» **PROBLEMS TO SOLVE**
[1] What is the fundraising goal of the service project campaign that Josef leads, according to the article about the Marshall Legacy Institute visit?
[2] List every person named in the article about the Marshall Legacy Institute visit.
[3] For each statement, say whether the article about the Marshall Legacy Institute visit supports it: (a) Lower School students have sponsored six mine detection dogs. (b) The visit to the Lower School took place on a Wednesday. (c) Josef was awarded a $1,000 grant for his fundraiser.

October 20, 2021
Marshall Legacy Institute Partnership Endures
On Tuesday, October 19, staff from the Marshall Legacy Institute (MLI), accompanied by mine detection dog (MDD) Team of the Year from Lebanon, visited Glenelg Country School’s Lower School. Major Ali Makki, MDD handler Sergeant Houssam Mahmoud, and MDD Sammy talked with students and demonstrated how these trained dogs “sniff out” landmines in mine-affected countries around the world.
The Mine Detection Dog Partnership is MLI’s longest-running program. It provides highly trained explosive-sniffing dogs to the neediest of countries and trains local handlers to safely and effectively employ lifesaving dogs. The program’s success is measured by the Marshall Legacy Institute’s ability to satisfy urgent operational requirements and requests from contaminated countries and assessing the long-term care, sustainability, and effectiveness of the indigenous human-dog team capacities developed in each country.
Upper School student Josef M. ’22 volunteers at MLI and through Peacemakers and Problem Solvers, one of the organization’s programs, has participated in multiple international peace conferences. Josef is currently leading a service project campaign to raise $20,000 to sponsor a mine detection dog and was awarded a $500 grant that kickstarted his fundraiser.
Glenelg Country School has a long partnership with the Marshall Legacy Institute. The school’s Children Against Mines Program provides education about the dangers of landmines in war-torn countries and offers students the opportunity to help and support people in affected countries through the donation of mine detection dogs. Donations are also used to provide prosthetics for young people impacted by landmines. To date, Lower School students have sponsored six MLI mine detection dogs and prosthetics for more than 11 children through donations over the last 12 years.

» **RECORD EXCERPTS**
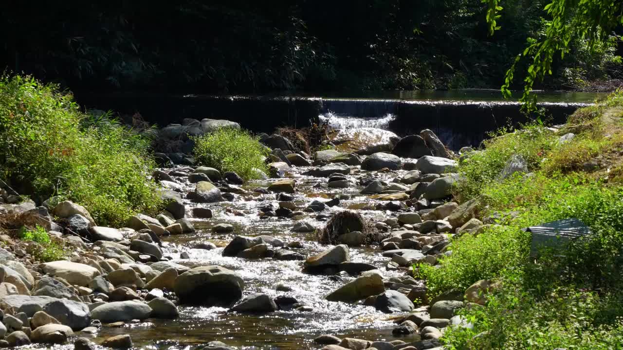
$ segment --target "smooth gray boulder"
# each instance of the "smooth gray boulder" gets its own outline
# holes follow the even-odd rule
[[[354,303],[385,291],[383,280],[378,273],[357,277],[326,296],[330,301]]]
[[[374,308],[381,312],[391,313],[411,311],[414,305],[406,295],[396,290],[388,290],[376,297]]]
[[[175,304],[166,298],[159,297],[152,299],[147,305],[151,308],[151,317],[173,319],[179,316],[179,312]]]
[[[305,260],[304,267],[306,268],[316,268],[323,266],[336,265],[340,263],[350,261],[350,253],[348,246],[340,244],[332,247],[320,254],[311,257]]]
[[[315,176],[316,177],[327,177],[329,175],[334,173],[348,175],[350,174],[350,167],[343,163],[334,163],[328,164],[320,168],[315,168],[308,171],[305,172],[305,175]]]
[[[201,120],[201,130],[207,134],[216,131],[221,128],[240,129],[240,124],[224,119],[206,118]]]
[[[173,219],[177,220],[184,217],[186,206],[182,202],[181,195],[174,191],[165,189],[161,192],[160,196],[166,206],[164,210],[170,212],[173,215]]]
[[[88,307],[80,301],[55,300],[46,304],[43,311],[72,329],[82,329],[91,323]]]
[[[49,276],[44,276],[37,281],[32,295],[52,296],[59,299],[69,299],[79,301],[78,295],[72,290]]]
[[[151,308],[140,301],[113,301],[97,306],[91,311],[93,319],[104,323],[145,319],[151,315]]]
[[[420,135],[409,135],[398,141],[394,146],[392,153],[404,158],[419,158],[424,156],[432,156],[432,152],[426,146],[426,142]]]
[[[240,252],[262,243],[265,242],[260,237],[235,236],[223,249],[222,255],[224,257],[235,257]]]
[[[277,304],[272,298],[263,293],[255,293],[245,296],[230,311],[239,313],[269,313],[277,310]]]
[[[173,262],[158,262],[150,265],[150,267],[156,271],[163,272],[165,270],[173,267],[178,270],[178,273],[184,273],[190,270],[189,267],[180,265]]]
[[[426,199],[440,199],[445,198],[452,194],[452,186],[458,181],[458,174],[435,179],[426,187],[422,197]]]
[[[160,248],[157,244],[145,242],[140,239],[135,239],[132,240],[132,242],[130,243],[130,248],[132,250],[136,250],[136,252],[146,253],[150,255],[153,255],[156,257],[156,258],[159,260],[162,258],[162,250],[160,250]]]
[[[31,333],[31,340],[37,343],[62,344],[73,335],[70,327],[50,323],[37,327]]]
[[[42,266],[44,273],[79,286],[88,285],[91,280],[100,275],[99,270],[93,267],[66,260],[44,263]]]
[[[416,169],[419,170],[423,174],[444,174],[445,173],[456,173],[458,164],[456,161],[424,156],[417,159]]]
[[[222,194],[212,182],[199,181],[195,186],[194,202],[197,203],[214,203],[223,200]]]
[[[93,241],[96,240],[110,240],[113,242],[119,242],[123,240],[123,235],[117,229],[112,227],[104,227],[103,226],[93,226],[89,229],[89,233]]]
[[[361,169],[375,171],[387,168],[389,170],[398,170],[402,165],[402,162],[397,156],[379,152],[366,157],[361,163]]]
[[[432,130],[430,129],[422,130],[420,131],[420,136],[424,140],[426,146],[432,151],[433,156],[444,158],[450,157],[450,152],[444,146],[444,143],[441,142],[439,138],[437,137],[435,133],[432,132]]]
[[[430,318],[447,318],[450,319],[454,316],[454,313],[460,309],[463,308],[462,301],[457,300],[442,300],[435,303],[429,312],[430,313]]]
[[[346,153],[343,152],[340,152],[339,151],[336,151],[335,149],[325,149],[324,151],[318,151],[314,153],[313,158],[317,161],[322,161],[325,162],[328,162],[330,159],[338,157]]]
[[[523,157],[519,154],[514,154],[508,158],[506,164],[504,164],[504,168],[498,174],[496,180],[502,181],[516,173],[523,174],[528,173],[528,163],[523,159]]]
[[[183,304],[230,306],[242,296],[244,281],[217,265],[196,267],[175,280],[175,294]]]

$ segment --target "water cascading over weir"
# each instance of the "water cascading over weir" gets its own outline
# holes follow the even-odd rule
[[[487,133],[503,126],[528,121],[521,105],[508,101],[404,100],[301,97],[209,95],[131,96],[125,94],[77,95],[88,108],[112,110],[143,117],[160,126],[184,118],[226,119],[255,132],[275,128],[302,128],[326,122],[336,128],[376,127],[398,136],[433,130],[453,149],[478,146]],[[584,103],[542,102],[551,124],[565,122]]]

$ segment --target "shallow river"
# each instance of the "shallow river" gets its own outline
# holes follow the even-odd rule
[[[323,212],[329,214],[345,209],[356,209],[365,217],[374,217],[379,220],[386,219],[391,213],[383,211],[361,210],[366,204],[373,202],[359,194],[363,188],[358,184],[349,189],[336,189],[326,187],[326,178],[311,177],[300,175],[305,168],[293,168],[289,174],[297,180],[298,191],[295,202],[303,209],[318,197],[332,198],[341,195],[348,199],[342,200],[339,206],[328,207]],[[363,173],[363,172],[362,172]],[[376,174],[378,178],[391,181],[397,176],[392,174]],[[178,177],[182,182],[186,180]],[[191,219],[197,232],[191,234],[171,236],[165,239],[165,255],[173,258],[173,261],[189,267],[219,265],[237,272],[246,283],[244,295],[254,292],[265,293],[271,296],[288,295],[300,302],[313,308],[313,311],[279,311],[262,315],[247,315],[228,313],[222,308],[181,306],[181,316],[174,321],[150,319],[148,321],[126,324],[120,328],[103,327],[97,334],[98,338],[117,334],[130,334],[135,346],[144,349],[191,349],[195,346],[211,341],[220,341],[227,345],[242,349],[305,349],[319,348],[312,343],[316,336],[331,334],[338,337],[348,336],[368,340],[394,340],[405,341],[417,340],[418,336],[395,338],[391,331],[396,324],[392,318],[396,315],[386,315],[377,311],[374,307],[361,305],[329,302],[324,297],[329,293],[350,280],[352,277],[342,275],[318,276],[302,272],[300,261],[277,261],[271,258],[245,260],[224,257],[221,255],[223,248],[235,234],[245,235],[269,235],[286,243],[300,241],[305,248],[294,250],[306,256],[320,252],[326,246],[315,241],[315,234],[293,232],[291,229],[295,221],[290,219],[270,217],[260,219],[259,209],[272,204],[278,207],[273,194],[260,194],[253,192],[258,187],[266,187],[269,181],[254,181],[245,184],[244,188],[249,195],[235,196],[233,202],[218,204],[194,204],[186,200],[187,215],[193,206],[209,207],[214,212],[210,219]],[[184,182],[184,192],[194,188],[194,185]],[[321,187],[319,187],[321,186]],[[389,215],[388,215],[389,214]],[[244,215],[244,216],[242,216]],[[316,220],[316,214],[305,212],[304,220],[316,227],[323,227],[325,222]],[[395,214],[394,214],[395,215]],[[226,222],[236,228],[232,234],[217,234],[211,227]],[[194,244],[201,241],[214,243],[219,248],[212,250],[192,249]],[[388,272],[384,265],[388,258],[381,256],[376,247],[351,248],[351,260],[365,262],[374,265],[384,276],[398,276],[404,273]],[[181,259],[180,253],[188,253],[189,259]],[[275,286],[282,283],[292,288],[292,291],[275,290]]]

» **LIST OF SOLUTIONS**
[1] $20,000, to sponsor a mine detection dog.

[2]
Major Ali Makki
Sergeant Houssam Mahmoud
Josef M. ’22

[3]
(a) Yes: "To date, Lower School students have sponsored six MLI mine detection dogs"
(b) No: "On Tuesday, October 19"
(c) No: "was awarded a $500 grant that kickstarted his fundraiser"